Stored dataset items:
┄┄┄┄┄┄
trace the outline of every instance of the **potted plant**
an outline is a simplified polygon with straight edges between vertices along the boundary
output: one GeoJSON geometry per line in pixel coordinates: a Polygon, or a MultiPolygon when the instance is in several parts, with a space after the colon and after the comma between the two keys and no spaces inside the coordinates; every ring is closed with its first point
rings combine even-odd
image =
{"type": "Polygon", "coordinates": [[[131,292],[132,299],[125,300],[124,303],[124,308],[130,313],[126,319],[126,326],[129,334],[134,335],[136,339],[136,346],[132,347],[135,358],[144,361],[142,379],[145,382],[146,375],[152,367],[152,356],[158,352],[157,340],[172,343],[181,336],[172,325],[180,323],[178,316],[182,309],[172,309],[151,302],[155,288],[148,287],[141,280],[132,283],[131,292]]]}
┄┄┄┄┄┄
### What you will do
Above are the entries. Copy exactly the part that opens with the line containing "an outline is" and closes with the line containing "rings combine even-odd", and no more.

### Final answer
an outline is a simplified polygon with straight edges between vertices along the boundary
output: one GeoJSON geometry per line in pixel coordinates: a Polygon, or a MultiPolygon when the instance is in several parts, with a space after the colon and after the comma between the two keys and no spaces inside the coordinates; every ring is closed with its first point
rings combine even-odd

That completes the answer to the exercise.